What to produce - Omit the images, then print each record below exactly as it reads.

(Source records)
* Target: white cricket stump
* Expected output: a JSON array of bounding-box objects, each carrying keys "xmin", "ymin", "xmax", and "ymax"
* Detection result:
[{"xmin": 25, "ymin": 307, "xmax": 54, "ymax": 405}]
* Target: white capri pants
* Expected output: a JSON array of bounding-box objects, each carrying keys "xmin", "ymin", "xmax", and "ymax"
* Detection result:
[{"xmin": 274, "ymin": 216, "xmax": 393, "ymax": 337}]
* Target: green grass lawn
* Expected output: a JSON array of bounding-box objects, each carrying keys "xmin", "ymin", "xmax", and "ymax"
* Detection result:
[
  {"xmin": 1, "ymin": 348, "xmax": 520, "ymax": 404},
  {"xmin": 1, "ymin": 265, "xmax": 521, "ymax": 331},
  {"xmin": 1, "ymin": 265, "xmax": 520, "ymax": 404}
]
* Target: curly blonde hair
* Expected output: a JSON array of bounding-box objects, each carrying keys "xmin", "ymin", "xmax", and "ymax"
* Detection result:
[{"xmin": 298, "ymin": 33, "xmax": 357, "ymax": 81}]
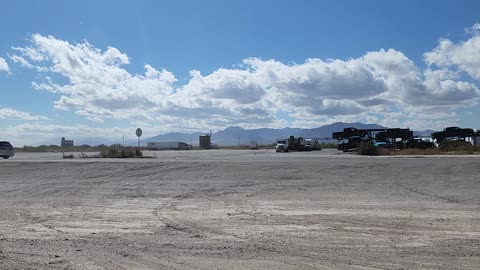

Final answer -
* Target: white cricket stump
* Expected output: a JSON array of bounding-box objects, each carrying keys "xmin", "ymin", "xmax", and "ymax"
* Detection result:
[{"xmin": 25, "ymin": 307, "xmax": 54, "ymax": 405}]
* Target: white capri pants
* Expected output: a JSON array of bounding-box objects, each carrying keys "xmin", "ymin", "xmax", and "ymax"
* Detection result:
[{"xmin": 274, "ymin": 216, "xmax": 393, "ymax": 337}]
* Target: green grass lawn
* Expected output: a JSON array of bounding-box objects, each carrying keys "xmin", "ymin", "xmax", and "ymax"
* Detection result:
[
  {"xmin": 1, "ymin": 348, "xmax": 520, "ymax": 404},
  {"xmin": 1, "ymin": 265, "xmax": 521, "ymax": 331},
  {"xmin": 1, "ymin": 265, "xmax": 520, "ymax": 404}
]
* Target: curly blonde hair
* Expected output: a JSON array of bounding-box objects, each carrying keys "xmin", "ymin", "xmax", and "ymax"
* Detection result:
[{"xmin": 298, "ymin": 33, "xmax": 357, "ymax": 81}]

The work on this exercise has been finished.